■ **Written instruction**:
Please repeat the material below word for word, beginning at the line that contains "The service SHOULD locate every instance of the green" and stopping after the line that contains "[[379, 804]]".

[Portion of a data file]
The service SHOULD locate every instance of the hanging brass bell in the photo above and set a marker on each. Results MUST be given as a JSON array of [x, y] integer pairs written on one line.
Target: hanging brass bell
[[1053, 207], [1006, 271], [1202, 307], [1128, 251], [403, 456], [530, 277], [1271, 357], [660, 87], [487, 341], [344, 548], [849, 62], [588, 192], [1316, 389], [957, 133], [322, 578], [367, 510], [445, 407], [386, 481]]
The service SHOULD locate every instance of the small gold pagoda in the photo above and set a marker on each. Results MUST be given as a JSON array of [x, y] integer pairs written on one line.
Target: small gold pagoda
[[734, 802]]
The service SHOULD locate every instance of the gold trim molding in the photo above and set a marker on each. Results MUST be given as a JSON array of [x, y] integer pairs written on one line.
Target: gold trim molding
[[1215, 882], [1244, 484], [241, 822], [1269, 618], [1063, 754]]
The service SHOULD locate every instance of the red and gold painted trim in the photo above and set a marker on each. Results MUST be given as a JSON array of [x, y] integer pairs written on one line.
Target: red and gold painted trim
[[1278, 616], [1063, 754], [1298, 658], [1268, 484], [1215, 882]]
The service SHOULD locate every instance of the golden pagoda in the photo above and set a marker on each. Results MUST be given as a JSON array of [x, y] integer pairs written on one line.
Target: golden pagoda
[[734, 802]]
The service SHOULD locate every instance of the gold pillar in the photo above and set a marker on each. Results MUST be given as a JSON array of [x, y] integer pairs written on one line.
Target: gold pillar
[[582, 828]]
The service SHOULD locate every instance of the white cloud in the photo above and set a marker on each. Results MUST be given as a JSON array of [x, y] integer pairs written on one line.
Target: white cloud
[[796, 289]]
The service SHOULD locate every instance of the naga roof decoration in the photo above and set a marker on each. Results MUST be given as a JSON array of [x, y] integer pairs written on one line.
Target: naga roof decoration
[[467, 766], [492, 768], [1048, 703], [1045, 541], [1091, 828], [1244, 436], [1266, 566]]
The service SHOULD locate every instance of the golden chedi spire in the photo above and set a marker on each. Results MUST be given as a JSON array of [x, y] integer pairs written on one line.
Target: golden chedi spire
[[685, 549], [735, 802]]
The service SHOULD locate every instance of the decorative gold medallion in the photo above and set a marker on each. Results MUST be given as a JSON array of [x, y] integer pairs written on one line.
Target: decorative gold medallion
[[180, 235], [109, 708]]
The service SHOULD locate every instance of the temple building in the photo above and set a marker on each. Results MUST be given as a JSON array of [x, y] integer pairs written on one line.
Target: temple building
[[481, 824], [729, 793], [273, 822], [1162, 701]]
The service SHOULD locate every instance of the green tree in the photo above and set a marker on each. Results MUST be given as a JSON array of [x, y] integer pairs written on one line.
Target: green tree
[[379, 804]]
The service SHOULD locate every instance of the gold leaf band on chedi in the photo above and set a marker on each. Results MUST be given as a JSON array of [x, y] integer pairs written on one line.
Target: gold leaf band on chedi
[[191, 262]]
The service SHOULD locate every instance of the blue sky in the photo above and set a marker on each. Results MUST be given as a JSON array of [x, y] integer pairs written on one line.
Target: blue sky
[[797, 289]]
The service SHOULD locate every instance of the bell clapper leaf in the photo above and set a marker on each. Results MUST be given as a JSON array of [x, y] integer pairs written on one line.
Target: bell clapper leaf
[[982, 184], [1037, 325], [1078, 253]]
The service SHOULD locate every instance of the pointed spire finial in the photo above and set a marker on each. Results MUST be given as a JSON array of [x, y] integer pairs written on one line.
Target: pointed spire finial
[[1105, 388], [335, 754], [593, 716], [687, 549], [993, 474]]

--

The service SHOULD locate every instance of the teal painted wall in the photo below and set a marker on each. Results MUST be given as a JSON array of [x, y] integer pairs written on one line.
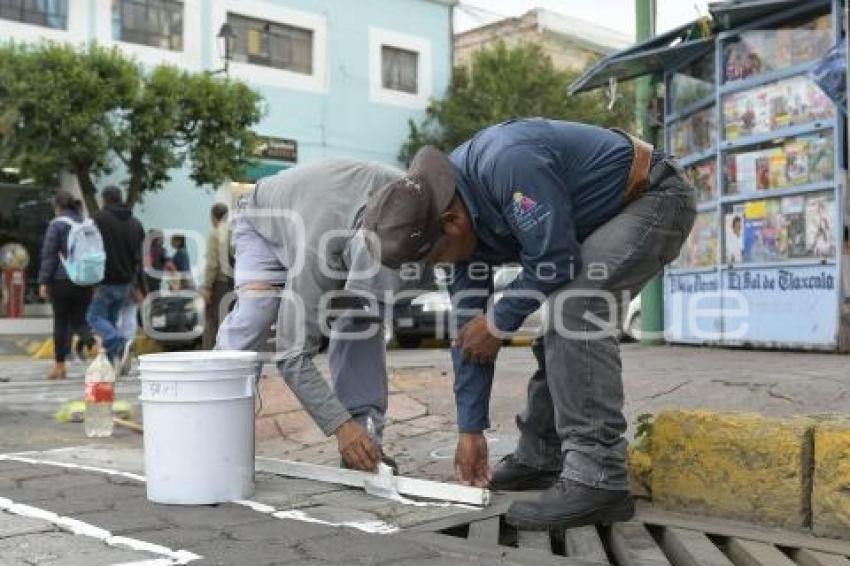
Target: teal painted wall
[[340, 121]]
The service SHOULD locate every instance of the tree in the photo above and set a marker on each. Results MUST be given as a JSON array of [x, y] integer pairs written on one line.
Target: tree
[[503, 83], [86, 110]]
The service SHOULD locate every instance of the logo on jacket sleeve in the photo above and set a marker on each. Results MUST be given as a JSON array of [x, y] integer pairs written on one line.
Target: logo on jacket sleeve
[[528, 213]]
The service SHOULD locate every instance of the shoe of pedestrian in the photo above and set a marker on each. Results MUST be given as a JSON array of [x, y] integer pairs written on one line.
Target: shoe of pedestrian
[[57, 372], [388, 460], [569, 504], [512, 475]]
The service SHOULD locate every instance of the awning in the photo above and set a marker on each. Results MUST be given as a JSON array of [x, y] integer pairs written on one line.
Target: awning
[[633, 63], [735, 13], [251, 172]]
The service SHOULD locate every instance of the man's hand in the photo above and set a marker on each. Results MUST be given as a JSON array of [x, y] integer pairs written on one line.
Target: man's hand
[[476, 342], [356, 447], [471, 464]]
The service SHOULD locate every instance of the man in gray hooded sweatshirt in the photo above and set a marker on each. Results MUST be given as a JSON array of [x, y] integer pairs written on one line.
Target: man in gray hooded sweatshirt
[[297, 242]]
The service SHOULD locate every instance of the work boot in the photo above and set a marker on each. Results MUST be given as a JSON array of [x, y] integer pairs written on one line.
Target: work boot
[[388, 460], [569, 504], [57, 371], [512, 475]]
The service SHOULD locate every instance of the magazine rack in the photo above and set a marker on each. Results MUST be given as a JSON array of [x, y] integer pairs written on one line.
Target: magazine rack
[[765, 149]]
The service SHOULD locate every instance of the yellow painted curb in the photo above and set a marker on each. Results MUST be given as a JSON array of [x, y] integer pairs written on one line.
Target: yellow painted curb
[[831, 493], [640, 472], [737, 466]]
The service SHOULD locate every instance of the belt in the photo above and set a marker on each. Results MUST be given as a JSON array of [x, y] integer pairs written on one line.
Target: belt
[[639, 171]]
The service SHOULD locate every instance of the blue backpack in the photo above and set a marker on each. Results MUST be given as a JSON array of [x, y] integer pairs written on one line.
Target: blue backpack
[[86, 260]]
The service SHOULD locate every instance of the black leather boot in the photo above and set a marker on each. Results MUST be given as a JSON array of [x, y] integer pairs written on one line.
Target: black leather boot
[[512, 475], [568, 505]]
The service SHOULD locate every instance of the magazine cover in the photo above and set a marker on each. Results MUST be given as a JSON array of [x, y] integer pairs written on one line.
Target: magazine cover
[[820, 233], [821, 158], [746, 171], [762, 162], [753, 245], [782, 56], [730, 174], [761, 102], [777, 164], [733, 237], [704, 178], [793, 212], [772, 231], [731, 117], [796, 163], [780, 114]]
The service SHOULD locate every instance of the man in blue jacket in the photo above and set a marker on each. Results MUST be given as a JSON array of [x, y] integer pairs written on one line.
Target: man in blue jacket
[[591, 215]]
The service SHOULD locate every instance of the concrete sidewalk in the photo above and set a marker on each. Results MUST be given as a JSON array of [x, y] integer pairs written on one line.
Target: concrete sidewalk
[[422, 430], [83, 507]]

==

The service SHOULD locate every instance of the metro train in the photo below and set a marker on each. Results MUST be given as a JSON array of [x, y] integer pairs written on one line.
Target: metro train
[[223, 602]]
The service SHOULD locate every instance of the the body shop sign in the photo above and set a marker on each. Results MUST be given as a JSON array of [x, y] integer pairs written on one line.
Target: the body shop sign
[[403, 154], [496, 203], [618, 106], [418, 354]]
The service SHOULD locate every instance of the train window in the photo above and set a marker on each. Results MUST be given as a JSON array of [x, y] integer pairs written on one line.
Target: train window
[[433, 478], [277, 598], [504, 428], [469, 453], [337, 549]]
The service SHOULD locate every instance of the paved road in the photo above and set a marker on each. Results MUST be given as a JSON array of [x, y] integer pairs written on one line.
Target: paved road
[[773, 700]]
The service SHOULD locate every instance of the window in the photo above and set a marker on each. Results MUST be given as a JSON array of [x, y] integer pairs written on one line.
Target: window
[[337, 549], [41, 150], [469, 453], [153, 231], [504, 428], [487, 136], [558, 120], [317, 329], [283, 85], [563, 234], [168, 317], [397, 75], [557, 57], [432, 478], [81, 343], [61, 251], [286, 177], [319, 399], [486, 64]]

■ **Written answer**:
The service SHOULD locate every instance of the green tree in the photo above and set a marker on each. Results MUST be given as a JSON array of [x, y] integer pairs written on one line.
Target: green tree
[[379, 804]]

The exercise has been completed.